→ **REQUISITOS DA TAREFA**:
Responda com base no trecho selecionado:
1. Qual é o objetivo da readaptação de função prevista nos estatutos dos servidores públicos?
2. Qual emenda constitucional promoveu a chamada Reforma da Previdência, e em que data foi editada?
3. Segundo o art. 37, § 13, da Constituição Federal, a remuneração de qual cargo é mantida na readaptação?

→ **TRECHO SELECIONADO**:
==================================================

A campanha mundial “Outubro Rosa” tem a intenção de alertar a sociedade sobre o diagnóstico precoce do câncer de mama, bem como disseminar ações preventivas e de luta por direitos, como o atendimento médico e o suporte emocional, de modo a garantir tratamento de qualidade a quem dele precisa.

Há doenças – e o câncer de mama é uma delas – que podem causar repercussões negativas na vida do indivíduo, tais como limitações físicas e psíquicas. Quando quem delas sofre é servidor público, há a incidência de um regime especial: se o agente público, por motivo de doença, tem restrições em sua capacidade física ou psíquica, permitida é, em princípio, a readaptação de função. O instituto em causa costuma figurar nos estatutos dos servidores públicos dos mais diversos entes federados (União, Estados, Distrito Federal e Municípios), tendo como objetivo a reabilitação funcional digna e eficaz do agente.

Eventual resistência ou discrepância na disciplina legal que porventura pudesse haver em tal temática restou superada com a edição da Emenda Constitucional nº 103, de 12 de novembro de 2019, que promoveu a chamada Reforma da Previdência.

Segundo o art. 37, § 13, da Constituição Federal, o servidor público titular de cargo efetivo poderá ser readaptado para exercício de cargo cujas atribuições e responsabilidades sejam compatíveis com a limitação que tenha sofrido em sua capacidade física ou mental, enquanto permanecer nesta condição, desde que possua a habilitação e o nível de escolaridade exigida para o cargo de destino, mantida a remuneração do cargo de origem.

==================================================

(Itens listados em um conjunto de dados)
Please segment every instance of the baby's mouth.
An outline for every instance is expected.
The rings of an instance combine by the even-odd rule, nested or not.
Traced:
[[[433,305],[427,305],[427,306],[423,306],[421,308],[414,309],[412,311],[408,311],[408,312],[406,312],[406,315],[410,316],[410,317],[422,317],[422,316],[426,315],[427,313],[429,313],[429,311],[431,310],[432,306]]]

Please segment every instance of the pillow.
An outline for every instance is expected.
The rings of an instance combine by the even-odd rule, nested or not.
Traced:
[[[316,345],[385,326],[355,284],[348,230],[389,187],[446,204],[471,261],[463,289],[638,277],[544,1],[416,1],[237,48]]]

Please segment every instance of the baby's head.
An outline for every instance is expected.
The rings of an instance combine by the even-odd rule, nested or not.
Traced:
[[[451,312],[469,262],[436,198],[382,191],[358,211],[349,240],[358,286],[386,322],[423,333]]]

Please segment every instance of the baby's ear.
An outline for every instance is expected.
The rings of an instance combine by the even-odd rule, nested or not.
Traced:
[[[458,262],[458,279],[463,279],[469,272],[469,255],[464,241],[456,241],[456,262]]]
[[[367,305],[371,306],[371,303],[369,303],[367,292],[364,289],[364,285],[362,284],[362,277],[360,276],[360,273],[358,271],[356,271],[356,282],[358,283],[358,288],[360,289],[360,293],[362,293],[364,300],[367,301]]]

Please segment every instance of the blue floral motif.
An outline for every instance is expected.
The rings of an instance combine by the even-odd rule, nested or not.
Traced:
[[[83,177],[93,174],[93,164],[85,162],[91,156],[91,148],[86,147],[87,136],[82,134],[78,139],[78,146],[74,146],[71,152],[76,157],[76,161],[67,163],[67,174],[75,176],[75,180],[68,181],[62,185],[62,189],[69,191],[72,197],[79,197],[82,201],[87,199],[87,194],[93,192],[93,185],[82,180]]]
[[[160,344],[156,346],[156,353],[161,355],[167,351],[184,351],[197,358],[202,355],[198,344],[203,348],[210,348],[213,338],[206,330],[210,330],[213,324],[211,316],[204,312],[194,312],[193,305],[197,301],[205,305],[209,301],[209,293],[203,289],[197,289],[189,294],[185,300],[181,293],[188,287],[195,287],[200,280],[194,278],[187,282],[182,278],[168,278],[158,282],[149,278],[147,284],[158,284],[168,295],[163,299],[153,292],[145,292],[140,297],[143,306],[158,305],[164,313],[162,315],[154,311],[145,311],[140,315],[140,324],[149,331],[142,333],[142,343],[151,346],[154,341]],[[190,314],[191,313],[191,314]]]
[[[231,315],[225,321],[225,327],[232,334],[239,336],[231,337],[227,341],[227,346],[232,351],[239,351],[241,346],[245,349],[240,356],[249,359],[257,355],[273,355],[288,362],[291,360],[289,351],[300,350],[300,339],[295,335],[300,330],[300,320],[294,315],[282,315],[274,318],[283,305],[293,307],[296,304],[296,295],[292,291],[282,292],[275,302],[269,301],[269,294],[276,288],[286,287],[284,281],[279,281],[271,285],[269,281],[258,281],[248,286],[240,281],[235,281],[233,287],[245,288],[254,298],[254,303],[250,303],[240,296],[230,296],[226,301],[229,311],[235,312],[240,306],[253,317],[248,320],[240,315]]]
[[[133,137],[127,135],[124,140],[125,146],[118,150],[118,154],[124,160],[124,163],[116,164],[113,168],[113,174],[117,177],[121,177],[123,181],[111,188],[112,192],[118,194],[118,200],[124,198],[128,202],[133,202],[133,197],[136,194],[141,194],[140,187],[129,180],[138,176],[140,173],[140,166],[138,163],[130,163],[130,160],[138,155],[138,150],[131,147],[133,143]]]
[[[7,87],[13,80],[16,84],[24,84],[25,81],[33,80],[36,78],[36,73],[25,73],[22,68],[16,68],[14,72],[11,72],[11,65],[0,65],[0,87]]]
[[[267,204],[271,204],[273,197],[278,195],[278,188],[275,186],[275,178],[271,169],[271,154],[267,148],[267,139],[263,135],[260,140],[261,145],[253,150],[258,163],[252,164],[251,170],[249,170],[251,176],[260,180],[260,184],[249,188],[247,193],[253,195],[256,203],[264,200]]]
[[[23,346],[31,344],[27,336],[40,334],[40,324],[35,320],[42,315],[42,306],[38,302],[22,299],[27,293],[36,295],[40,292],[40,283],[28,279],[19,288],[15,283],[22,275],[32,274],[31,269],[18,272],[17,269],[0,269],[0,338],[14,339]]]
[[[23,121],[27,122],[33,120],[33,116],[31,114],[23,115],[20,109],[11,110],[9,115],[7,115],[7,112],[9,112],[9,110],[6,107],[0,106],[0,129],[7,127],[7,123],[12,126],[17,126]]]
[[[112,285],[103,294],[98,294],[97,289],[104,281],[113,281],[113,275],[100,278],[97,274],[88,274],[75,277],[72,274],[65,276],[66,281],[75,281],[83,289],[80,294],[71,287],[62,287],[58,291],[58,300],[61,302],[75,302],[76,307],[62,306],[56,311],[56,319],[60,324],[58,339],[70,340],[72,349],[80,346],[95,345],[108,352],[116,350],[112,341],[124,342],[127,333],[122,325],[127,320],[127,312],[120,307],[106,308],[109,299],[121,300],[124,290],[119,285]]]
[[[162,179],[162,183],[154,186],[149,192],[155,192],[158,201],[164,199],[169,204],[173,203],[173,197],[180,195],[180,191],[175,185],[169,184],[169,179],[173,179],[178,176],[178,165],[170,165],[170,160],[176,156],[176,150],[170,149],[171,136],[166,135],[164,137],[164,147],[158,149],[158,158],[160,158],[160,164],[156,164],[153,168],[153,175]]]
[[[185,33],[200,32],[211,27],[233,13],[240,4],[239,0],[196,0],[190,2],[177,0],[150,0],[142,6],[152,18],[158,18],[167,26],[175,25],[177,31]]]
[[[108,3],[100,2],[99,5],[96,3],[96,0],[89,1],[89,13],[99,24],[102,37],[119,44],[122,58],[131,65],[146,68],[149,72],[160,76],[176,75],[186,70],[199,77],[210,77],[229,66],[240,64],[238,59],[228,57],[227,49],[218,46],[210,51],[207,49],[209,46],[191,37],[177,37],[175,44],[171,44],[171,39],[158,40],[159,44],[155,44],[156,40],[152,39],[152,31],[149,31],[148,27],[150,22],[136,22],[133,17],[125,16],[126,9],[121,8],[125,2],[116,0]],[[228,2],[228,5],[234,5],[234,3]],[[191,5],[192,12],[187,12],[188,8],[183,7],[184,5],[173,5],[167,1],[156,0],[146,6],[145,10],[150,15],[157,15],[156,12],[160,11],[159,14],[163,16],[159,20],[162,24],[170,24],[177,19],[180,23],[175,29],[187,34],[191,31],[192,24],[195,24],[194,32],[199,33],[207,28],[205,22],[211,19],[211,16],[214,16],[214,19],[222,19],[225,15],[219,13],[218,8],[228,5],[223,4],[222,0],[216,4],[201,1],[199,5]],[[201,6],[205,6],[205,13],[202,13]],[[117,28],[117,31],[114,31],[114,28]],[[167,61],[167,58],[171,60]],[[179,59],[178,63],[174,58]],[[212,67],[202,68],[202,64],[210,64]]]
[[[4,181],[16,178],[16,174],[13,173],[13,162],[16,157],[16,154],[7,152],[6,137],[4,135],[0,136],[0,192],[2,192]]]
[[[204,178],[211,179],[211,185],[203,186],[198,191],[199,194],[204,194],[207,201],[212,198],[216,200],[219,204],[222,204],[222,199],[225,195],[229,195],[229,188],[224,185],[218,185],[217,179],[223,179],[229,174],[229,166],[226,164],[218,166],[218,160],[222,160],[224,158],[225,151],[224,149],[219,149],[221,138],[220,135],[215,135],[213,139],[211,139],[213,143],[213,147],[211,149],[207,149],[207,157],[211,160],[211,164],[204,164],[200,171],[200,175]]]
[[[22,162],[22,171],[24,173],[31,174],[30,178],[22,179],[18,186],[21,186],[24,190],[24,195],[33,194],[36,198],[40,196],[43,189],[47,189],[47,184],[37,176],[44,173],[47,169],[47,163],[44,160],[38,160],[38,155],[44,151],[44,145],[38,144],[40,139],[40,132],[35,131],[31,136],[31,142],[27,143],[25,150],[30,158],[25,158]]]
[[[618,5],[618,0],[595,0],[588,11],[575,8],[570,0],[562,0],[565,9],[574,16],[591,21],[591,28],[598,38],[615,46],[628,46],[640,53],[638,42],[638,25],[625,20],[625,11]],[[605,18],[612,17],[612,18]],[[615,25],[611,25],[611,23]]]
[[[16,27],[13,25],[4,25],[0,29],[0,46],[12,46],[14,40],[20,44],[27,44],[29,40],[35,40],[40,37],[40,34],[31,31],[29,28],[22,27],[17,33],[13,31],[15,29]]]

==================================================

→ **RESPOSTA**:
1. A reabilitação funcional digna e eficaz do agente.
2. A Emenda Constitucional nº 103, de 12 de novembro de 2019.
3. A do cargo de origem.